#### [Rows]
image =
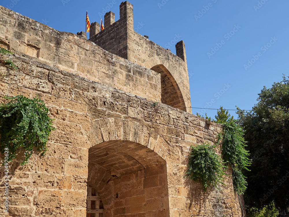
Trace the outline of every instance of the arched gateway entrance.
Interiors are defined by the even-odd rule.
[[[167,144],[139,123],[95,122],[103,141],[89,150],[87,216],[169,216]]]

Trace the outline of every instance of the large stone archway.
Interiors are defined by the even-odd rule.
[[[89,150],[87,184],[103,204],[103,216],[169,216],[164,159],[169,145],[133,121],[105,118],[91,124],[90,137],[98,143]]]
[[[171,100],[169,102],[171,104],[173,102],[173,104],[168,105],[184,111],[191,112],[190,97],[188,93],[189,90],[188,88],[189,86],[188,80],[187,81],[183,78],[188,76],[187,70],[186,69],[185,67],[182,68],[172,65],[171,62],[165,58],[157,56],[150,58],[142,65],[146,68],[161,73],[162,98],[163,92],[165,90],[163,88],[165,84],[164,82],[166,79],[167,81],[169,81],[169,83],[167,85],[173,87],[173,90],[176,94],[176,97],[173,98],[171,98]],[[174,99],[175,100],[174,100]],[[173,102],[170,102],[171,101]]]
[[[185,111],[183,95],[171,73],[162,64],[155,66],[151,69],[161,74],[162,103]]]

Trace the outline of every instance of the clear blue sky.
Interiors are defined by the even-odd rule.
[[[1,0],[0,4],[58,30],[76,33],[84,31],[87,10],[91,23],[100,22],[104,10],[115,13],[116,20],[122,1]],[[184,42],[192,107],[251,109],[264,86],[280,81],[282,73],[289,75],[288,0],[129,1],[136,32],[175,54],[171,41]],[[179,39],[174,42],[176,35]],[[221,47],[215,48],[218,45]],[[253,56],[257,59],[245,69]],[[192,113],[204,115],[204,111]],[[206,112],[212,117],[216,113]]]

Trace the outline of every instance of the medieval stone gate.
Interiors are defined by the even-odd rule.
[[[0,60],[19,69],[0,65],[0,94],[38,96],[57,129],[45,156],[12,165],[10,216],[241,216],[231,179],[204,194],[184,177],[190,146],[222,126],[191,114],[183,42],[176,56],[135,32],[133,10],[122,3],[87,40],[0,6],[0,47],[14,54]]]

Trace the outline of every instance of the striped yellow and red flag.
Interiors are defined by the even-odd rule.
[[[103,26],[103,24],[102,23],[102,19],[100,19],[100,23],[101,24],[100,25],[100,26],[101,29],[101,31],[102,31],[104,29],[104,27]]]
[[[89,18],[88,18],[88,15],[87,14],[87,11],[86,11],[86,32],[89,32],[90,31],[90,22],[89,22]]]

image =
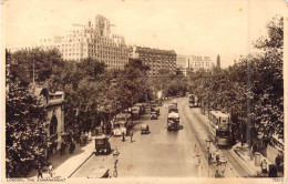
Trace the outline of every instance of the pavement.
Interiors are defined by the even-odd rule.
[[[168,103],[168,101],[164,102]],[[181,103],[186,102],[186,99],[179,100]],[[187,105],[187,104],[186,104]],[[122,142],[120,137],[112,137],[111,144],[112,149],[117,146],[121,152],[119,167],[123,170],[119,170],[120,176],[207,176],[207,171],[209,172],[209,177],[214,177],[215,166],[207,166],[207,153],[200,153],[202,162],[198,166],[196,165],[196,159],[193,156],[195,154],[194,145],[205,146],[205,139],[207,134],[202,127],[200,123],[194,123],[194,116],[191,115],[187,120],[181,119],[184,123],[184,131],[178,131],[178,133],[172,134],[168,133],[165,129],[166,124],[166,111],[165,105],[161,108],[161,119],[156,121],[148,120],[150,111],[146,109],[145,120],[144,122],[150,124],[152,134],[150,135],[141,135],[140,134],[140,125],[143,123],[142,120],[136,121],[136,125],[134,127],[134,136],[133,142],[130,142],[130,137],[126,137],[125,142]],[[179,115],[184,116],[185,111],[179,111]],[[195,113],[204,121],[208,122],[207,115],[200,113],[199,109],[193,109]],[[165,112],[165,113],[163,113]],[[143,119],[143,117],[142,117]],[[194,123],[194,127],[197,130],[198,134],[193,135],[187,131],[187,123]],[[195,141],[195,136],[199,136],[200,144]],[[148,143],[148,144],[147,144]],[[217,147],[212,145],[210,152],[215,152]],[[93,156],[94,151],[94,142],[90,141],[85,146],[80,146],[76,144],[75,151],[73,154],[66,153],[64,155],[60,155],[56,152],[54,155],[50,157],[52,165],[54,167],[55,177],[68,178],[72,177],[83,177],[88,175],[91,171],[95,170],[96,166],[109,166],[109,170],[112,171],[111,175],[114,171],[113,168],[113,156]],[[220,153],[220,151],[219,151]],[[234,160],[238,163],[241,163],[241,167],[249,172],[250,175],[256,175],[257,172],[260,171],[260,166],[255,166],[255,159],[247,155],[247,152],[244,152],[239,145],[235,145],[229,150],[229,154],[233,155]],[[143,157],[143,159],[142,159]],[[155,160],[157,157],[157,160]],[[265,159],[261,155],[261,160]],[[88,162],[86,162],[88,161]],[[268,161],[268,160],[267,160]],[[86,163],[85,163],[86,162]],[[228,161],[229,162],[229,161]],[[270,163],[268,163],[270,164]],[[175,170],[175,166],[178,166]],[[210,167],[207,170],[207,167]],[[227,164],[227,168],[225,172],[226,177],[238,177],[241,176],[237,173],[237,167],[232,165],[232,163]],[[37,170],[32,170],[28,177],[37,177]],[[43,173],[43,177],[49,177],[48,173]]]
[[[164,103],[169,103],[165,101]],[[133,142],[126,137],[112,136],[112,149],[117,147],[117,177],[206,177],[205,171],[197,167],[193,159],[194,141],[187,136],[186,130],[167,131],[167,112],[165,105],[160,106],[158,120],[150,120],[150,110],[141,120],[134,121]],[[141,124],[148,124],[150,134],[141,134]],[[107,166],[113,175],[113,156],[92,156],[72,177],[86,177],[100,166]]]
[[[199,116],[203,119],[203,121],[209,121],[207,112],[203,114],[199,109],[196,109],[195,111],[200,114]],[[241,167],[244,167],[249,173],[249,176],[257,176],[259,173],[261,173],[260,165],[255,164],[255,156],[250,156],[249,150],[246,147],[245,144],[244,146],[241,146],[240,143],[237,143],[230,149],[230,151],[235,153],[234,155],[237,155],[237,157],[234,157],[238,161],[238,163],[241,163]],[[267,161],[267,166],[269,164],[274,164],[270,163],[267,157],[260,154],[260,162],[264,160]]]
[[[68,178],[79,166],[81,166],[94,151],[94,143],[90,141],[86,145],[80,146],[76,144],[73,154],[68,153],[65,150],[64,155],[60,155],[58,151],[55,154],[51,155],[50,161],[54,167],[54,177]],[[37,170],[32,170],[28,177],[38,177]],[[50,177],[48,173],[43,173],[43,177]]]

#### [What is required]
Copy the data exactly. Any picture it contains is to be omitted.

#### [Solution to this task]
image =
Trace the outline of every instance of the arched gateway entrance.
Interiors are defined by the even-odd rule.
[[[167,144],[139,123],[95,122],[103,141],[89,150],[87,216],[169,216]]]

Trace the outline of every instance of the large stone archway.
Interiors are defined by the even-odd rule.
[[[89,150],[87,184],[103,204],[103,216],[169,216],[164,159],[169,145],[133,121],[105,118],[91,124],[90,137],[98,143]]]
[[[171,100],[169,102],[171,104],[173,102],[173,104],[168,105],[184,111],[191,112],[190,97],[188,93],[189,90],[188,88],[189,86],[188,80],[187,81],[183,78],[188,76],[187,70],[186,69],[185,67],[182,68],[172,65],[171,62],[165,58],[157,56],[150,58],[142,65],[146,68],[161,73],[162,98],[163,92],[165,90],[163,88],[165,84],[164,82],[166,79],[167,81],[169,81],[169,83],[167,85],[173,87],[173,90],[176,94],[176,97],[173,98],[171,98]],[[174,99],[175,100],[174,100]],[[173,102],[170,102],[171,101]]]
[[[185,111],[183,95],[171,73],[162,64],[155,66],[151,69],[161,74],[162,103]]]

Trace the outline of every instance of the clear blue sky.
Interiors are defined by the even-odd rule.
[[[1,0],[0,4],[58,30],[76,33],[84,31],[87,10],[91,23],[100,22],[104,10],[115,13],[116,20],[122,1]],[[184,42],[192,107],[251,109],[264,86],[280,81],[282,73],[289,75],[288,0],[129,1],[136,32],[175,54],[171,41]],[[179,39],[174,42],[176,35]],[[221,47],[215,48],[218,45]],[[253,56],[257,59],[245,69]],[[192,113],[204,115],[204,111]],[[206,112],[212,117],[216,113]]]

Trace the outline of every instance of the medieval stone gate.
Interiors are defined by the even-odd rule.
[[[0,60],[19,69],[0,65],[0,94],[38,96],[57,129],[45,156],[12,165],[10,216],[241,216],[231,179],[204,194],[184,177],[190,146],[222,126],[191,114],[183,42],[176,56],[135,32],[133,10],[122,3],[87,40],[0,6],[0,47],[14,54]]]

Trace the outline of every instance of the striped yellow and red flag.
Interiors are defined by the even-odd rule.
[[[103,26],[103,24],[102,23],[102,19],[100,19],[100,23],[101,24],[100,25],[100,26],[101,29],[101,31],[102,31],[104,29],[104,27]]]
[[[89,18],[88,18],[88,15],[87,14],[87,11],[86,11],[86,32],[89,32],[90,31],[90,22],[89,22]]]

image =
Trace the outline of every instance of the pavement.
Interiors are defined by the even-odd rule.
[[[168,103],[168,101],[164,102]],[[181,103],[186,102],[186,99],[179,100]],[[187,105],[187,104],[186,104]],[[122,142],[120,137],[112,137],[111,144],[112,149],[117,146],[121,152],[119,167],[123,170],[119,170],[120,176],[207,176],[207,171],[209,172],[209,177],[214,177],[215,166],[207,166],[207,153],[200,153],[202,162],[198,166],[196,165],[196,159],[193,156],[195,154],[194,145],[205,146],[205,139],[207,134],[202,127],[200,123],[194,123],[194,116],[191,115],[187,120],[181,119],[184,123],[184,131],[178,131],[178,133],[172,134],[168,133],[165,129],[166,124],[166,111],[165,105],[161,108],[161,119],[156,121],[148,120],[150,111],[146,109],[145,120],[144,122],[150,124],[152,134],[150,135],[141,135],[140,134],[140,125],[143,123],[142,120],[136,121],[136,125],[134,127],[134,136],[133,142],[130,142],[130,137],[126,137],[125,142]],[[179,115],[184,116],[185,111],[179,111]],[[195,113],[204,121],[208,122],[207,115],[200,113],[199,109],[193,109]],[[165,112],[165,113],[163,113]],[[143,119],[143,117],[142,117]],[[194,123],[194,127],[197,130],[198,134],[193,135],[187,131],[187,123]],[[195,141],[195,136],[199,136],[200,144]],[[148,143],[148,144],[147,144]],[[217,147],[212,145],[210,152],[215,152]],[[93,156],[94,151],[94,142],[90,141],[85,146],[80,146],[76,144],[75,151],[73,154],[66,153],[64,155],[60,155],[56,152],[54,155],[50,157],[52,165],[54,167],[55,177],[68,178],[72,177],[83,177],[88,175],[91,171],[95,170],[96,166],[109,166],[109,170],[112,171],[111,175],[114,171],[113,168],[113,156]],[[220,153],[220,151],[219,151]],[[234,160],[238,163],[241,163],[241,167],[249,172],[250,175],[256,175],[257,172],[260,171],[260,166],[255,166],[255,159],[247,155],[247,152],[244,152],[239,145],[235,145],[229,150],[229,154],[233,155]],[[143,157],[143,159],[142,159]],[[155,160],[157,157],[157,160]],[[265,159],[261,155],[261,160]],[[88,162],[86,162],[88,161]],[[268,161],[268,160],[267,160]],[[86,163],[85,163],[86,162]],[[228,161],[229,162],[229,161]],[[270,163],[268,163],[270,164]],[[175,170],[175,166],[178,166]],[[210,167],[207,170],[207,167]],[[227,164],[227,168],[225,172],[226,177],[238,177],[241,176],[237,173],[237,167],[232,165],[232,163]],[[37,170],[32,170],[28,177],[37,177]],[[43,173],[43,177],[49,177],[48,173]]]
[[[164,103],[169,103],[165,101]],[[133,142],[126,137],[112,136],[112,149],[117,147],[117,177],[206,177],[205,171],[197,167],[193,159],[194,141],[187,136],[186,130],[167,131],[167,112],[165,105],[160,106],[158,120],[150,120],[150,110],[141,120],[134,121]],[[141,124],[148,124],[150,134],[141,134]],[[107,166],[113,175],[113,156],[92,156],[72,177],[86,177],[100,166]]]
[[[199,116],[203,119],[203,121],[209,121],[207,112],[203,114],[199,109],[196,109],[195,111],[200,114]],[[241,167],[244,167],[249,173],[249,176],[257,176],[259,173],[261,173],[260,165],[255,164],[255,156],[250,156],[249,150],[246,147],[245,144],[244,146],[241,146],[240,143],[237,143],[230,149],[230,151],[235,153],[234,155],[237,155],[237,157],[234,157],[238,161],[238,163],[241,163]],[[267,161],[267,166],[269,164],[274,164],[270,163],[267,157],[260,154],[260,162],[264,160]]]
[[[68,178],[79,166],[81,166],[94,151],[94,143],[90,141],[86,145],[80,146],[76,144],[73,154],[68,153],[65,150],[64,155],[60,155],[58,151],[55,154],[51,155],[50,161],[54,167],[54,177]],[[37,170],[32,170],[28,177],[38,177]],[[50,177],[48,173],[43,173],[43,177]]]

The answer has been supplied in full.